*EXERCISE REQUIREMENTS*
What lines below contain the string "pixel"? List them all.

+++

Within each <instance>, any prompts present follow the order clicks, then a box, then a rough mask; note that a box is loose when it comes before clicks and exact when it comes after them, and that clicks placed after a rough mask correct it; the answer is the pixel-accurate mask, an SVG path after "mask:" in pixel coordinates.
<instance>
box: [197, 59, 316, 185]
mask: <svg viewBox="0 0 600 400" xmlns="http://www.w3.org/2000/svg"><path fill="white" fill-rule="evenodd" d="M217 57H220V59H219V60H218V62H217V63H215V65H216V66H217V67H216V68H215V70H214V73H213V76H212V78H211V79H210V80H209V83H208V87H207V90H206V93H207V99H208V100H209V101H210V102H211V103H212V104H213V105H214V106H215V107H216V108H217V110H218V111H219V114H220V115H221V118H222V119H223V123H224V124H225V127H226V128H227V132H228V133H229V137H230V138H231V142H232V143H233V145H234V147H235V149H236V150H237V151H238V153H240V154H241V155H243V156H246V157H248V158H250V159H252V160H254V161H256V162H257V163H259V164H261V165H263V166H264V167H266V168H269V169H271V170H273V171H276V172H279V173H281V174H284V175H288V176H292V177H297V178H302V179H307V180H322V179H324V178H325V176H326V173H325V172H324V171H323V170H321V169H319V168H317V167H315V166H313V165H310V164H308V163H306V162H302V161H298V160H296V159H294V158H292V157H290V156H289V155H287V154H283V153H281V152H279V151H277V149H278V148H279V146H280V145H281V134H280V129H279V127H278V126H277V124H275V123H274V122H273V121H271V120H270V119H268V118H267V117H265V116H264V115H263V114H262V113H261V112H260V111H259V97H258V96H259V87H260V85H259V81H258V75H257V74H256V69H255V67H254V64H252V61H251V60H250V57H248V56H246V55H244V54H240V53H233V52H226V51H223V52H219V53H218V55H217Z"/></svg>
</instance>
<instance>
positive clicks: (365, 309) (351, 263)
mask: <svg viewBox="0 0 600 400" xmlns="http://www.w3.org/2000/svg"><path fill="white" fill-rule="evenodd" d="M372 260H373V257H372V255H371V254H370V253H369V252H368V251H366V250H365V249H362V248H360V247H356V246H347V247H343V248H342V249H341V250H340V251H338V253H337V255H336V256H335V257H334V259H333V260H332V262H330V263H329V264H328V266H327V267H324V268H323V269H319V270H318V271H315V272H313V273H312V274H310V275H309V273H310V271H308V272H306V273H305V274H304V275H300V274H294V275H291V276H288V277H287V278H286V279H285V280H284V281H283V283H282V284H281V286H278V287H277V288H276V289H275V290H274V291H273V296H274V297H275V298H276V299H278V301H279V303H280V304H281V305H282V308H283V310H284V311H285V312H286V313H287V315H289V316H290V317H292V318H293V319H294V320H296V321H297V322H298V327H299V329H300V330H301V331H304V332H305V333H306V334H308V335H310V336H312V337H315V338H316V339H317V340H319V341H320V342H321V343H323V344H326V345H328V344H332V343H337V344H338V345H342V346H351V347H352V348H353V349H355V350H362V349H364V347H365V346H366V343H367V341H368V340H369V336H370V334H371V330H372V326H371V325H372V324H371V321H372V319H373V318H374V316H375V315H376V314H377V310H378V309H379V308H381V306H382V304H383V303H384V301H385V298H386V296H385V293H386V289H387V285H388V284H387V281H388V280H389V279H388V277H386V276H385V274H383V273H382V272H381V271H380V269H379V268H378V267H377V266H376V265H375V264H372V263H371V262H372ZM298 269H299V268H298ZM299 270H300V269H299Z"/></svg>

+++

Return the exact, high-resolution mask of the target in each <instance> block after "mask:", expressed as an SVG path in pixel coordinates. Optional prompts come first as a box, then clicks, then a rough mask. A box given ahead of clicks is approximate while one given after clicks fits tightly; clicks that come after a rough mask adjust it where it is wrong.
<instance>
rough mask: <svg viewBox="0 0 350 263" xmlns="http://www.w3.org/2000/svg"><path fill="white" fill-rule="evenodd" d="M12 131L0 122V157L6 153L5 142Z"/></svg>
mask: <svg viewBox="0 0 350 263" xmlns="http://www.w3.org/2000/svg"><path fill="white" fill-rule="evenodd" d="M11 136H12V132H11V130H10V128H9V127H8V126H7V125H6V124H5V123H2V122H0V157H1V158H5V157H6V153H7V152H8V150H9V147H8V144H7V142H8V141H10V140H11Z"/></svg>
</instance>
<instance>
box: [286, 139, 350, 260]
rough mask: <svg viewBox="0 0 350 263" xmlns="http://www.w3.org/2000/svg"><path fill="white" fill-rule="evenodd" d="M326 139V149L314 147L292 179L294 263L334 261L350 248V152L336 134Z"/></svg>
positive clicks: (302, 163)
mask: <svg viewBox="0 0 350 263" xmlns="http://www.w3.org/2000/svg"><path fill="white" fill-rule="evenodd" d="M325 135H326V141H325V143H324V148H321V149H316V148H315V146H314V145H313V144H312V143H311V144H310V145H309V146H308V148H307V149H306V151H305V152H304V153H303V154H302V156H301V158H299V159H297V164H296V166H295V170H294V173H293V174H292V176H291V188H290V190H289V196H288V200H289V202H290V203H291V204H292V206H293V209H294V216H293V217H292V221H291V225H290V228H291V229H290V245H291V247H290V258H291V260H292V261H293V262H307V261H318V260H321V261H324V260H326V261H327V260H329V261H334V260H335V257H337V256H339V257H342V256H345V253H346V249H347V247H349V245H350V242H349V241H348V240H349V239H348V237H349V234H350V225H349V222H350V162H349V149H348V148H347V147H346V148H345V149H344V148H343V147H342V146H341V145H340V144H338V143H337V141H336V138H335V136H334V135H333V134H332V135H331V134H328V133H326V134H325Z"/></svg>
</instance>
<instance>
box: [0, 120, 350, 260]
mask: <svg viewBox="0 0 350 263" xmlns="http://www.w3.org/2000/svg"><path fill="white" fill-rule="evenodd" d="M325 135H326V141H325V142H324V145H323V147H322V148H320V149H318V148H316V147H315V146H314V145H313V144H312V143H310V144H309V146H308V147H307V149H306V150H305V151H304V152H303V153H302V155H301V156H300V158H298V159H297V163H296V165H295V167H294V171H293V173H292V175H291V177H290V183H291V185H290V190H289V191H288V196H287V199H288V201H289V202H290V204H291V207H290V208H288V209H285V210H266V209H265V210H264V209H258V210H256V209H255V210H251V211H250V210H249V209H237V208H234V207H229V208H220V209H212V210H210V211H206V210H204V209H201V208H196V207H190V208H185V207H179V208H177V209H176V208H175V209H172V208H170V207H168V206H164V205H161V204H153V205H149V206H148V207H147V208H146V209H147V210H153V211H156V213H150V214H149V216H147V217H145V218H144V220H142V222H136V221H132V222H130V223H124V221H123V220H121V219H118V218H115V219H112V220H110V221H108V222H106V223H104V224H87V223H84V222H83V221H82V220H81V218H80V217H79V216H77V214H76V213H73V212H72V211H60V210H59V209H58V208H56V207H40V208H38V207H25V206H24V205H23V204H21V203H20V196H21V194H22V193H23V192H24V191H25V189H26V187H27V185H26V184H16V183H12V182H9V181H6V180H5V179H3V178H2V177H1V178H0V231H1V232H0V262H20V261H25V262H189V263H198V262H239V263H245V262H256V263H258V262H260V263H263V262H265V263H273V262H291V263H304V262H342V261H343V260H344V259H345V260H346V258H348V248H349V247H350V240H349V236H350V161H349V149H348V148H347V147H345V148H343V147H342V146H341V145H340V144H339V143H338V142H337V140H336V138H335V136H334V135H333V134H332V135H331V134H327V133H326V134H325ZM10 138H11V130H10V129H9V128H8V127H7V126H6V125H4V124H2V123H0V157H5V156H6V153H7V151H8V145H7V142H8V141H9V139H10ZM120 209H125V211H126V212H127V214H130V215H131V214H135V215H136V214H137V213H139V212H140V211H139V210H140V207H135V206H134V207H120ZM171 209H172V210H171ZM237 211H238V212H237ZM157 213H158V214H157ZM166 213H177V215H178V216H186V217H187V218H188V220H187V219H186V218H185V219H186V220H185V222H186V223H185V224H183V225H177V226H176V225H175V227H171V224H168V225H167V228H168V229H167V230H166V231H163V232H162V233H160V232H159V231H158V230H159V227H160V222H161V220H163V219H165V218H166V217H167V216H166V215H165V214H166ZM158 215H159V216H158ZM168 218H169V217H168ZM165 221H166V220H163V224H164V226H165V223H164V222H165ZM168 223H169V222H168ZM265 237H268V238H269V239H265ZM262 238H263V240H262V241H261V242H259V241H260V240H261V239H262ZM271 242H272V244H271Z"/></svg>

+++

*RESPONSE TO THIS TASK*
Within each <instance>, any prompts present follow the order clicks, then a box, then a rough mask; note that a box is loose when it comes before clicks and exact when it comes after them, and that clicks placed after a rough mask correct it; the answer is the pixel-accurate mask, an SVG path after "mask:" in pixel coordinates.
Return the exact, high-resolution mask of the target in each <instance> block after "mask:", expressed as an SVG path in pixel coordinates. Optional prompts come first as a box, then clicks, then a rough mask. A box given ahead of clicks is approximate while one given after clicks fits tightly; clicks that come after a rough mask adjust it where it is wrong.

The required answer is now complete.